Retype every item below word for word, changing nothing.
=-=-=
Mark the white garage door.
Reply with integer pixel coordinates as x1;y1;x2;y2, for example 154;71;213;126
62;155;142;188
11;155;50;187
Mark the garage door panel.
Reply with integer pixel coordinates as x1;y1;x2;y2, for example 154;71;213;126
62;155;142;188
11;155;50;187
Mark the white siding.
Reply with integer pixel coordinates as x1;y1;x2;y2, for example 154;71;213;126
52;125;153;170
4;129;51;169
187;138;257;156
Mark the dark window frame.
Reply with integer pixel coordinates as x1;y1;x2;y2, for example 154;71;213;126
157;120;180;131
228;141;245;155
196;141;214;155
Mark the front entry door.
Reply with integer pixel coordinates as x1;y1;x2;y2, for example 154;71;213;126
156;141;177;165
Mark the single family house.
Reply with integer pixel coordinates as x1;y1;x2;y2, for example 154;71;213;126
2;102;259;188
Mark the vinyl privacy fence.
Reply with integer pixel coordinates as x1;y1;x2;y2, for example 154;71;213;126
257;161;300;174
=-=-=
Answer for this exercise:
Mark the white garage door.
Reply with integer pixel coordinates as x1;y1;x2;y2, for example 154;71;213;126
62;155;142;188
11;155;50;187
Mark the garage door panel.
Reply with integer pixel coordinates as x1;y1;x2;y2, for example 154;71;213;126
62;155;142;188
11;155;50;187
Mark the white siding.
Reply with integer pixel coordinates as x1;y1;x2;y2, for example 154;71;213;126
52;125;153;170
4;129;51;169
187;138;257;156
Mark the dark window frame.
Reply with integer pixel coordinates as x1;y1;x2;y2, for example 154;71;213;126
157;120;180;131
228;141;245;155
196;141;214;155
Mark the front entry door.
Reply with integer pixel coordinates as x1;y1;x2;y2, for example 154;71;213;126
156;141;177;165
Mark the single family house.
Reply with integer pixel coordinates as x1;y1;x2;y2, for example 154;71;213;126
2;102;259;188
Mark the vinyl privacy fence.
Reply with integer pixel coordinates as x1;y1;x2;y2, for example 154;71;213;126
257;161;300;174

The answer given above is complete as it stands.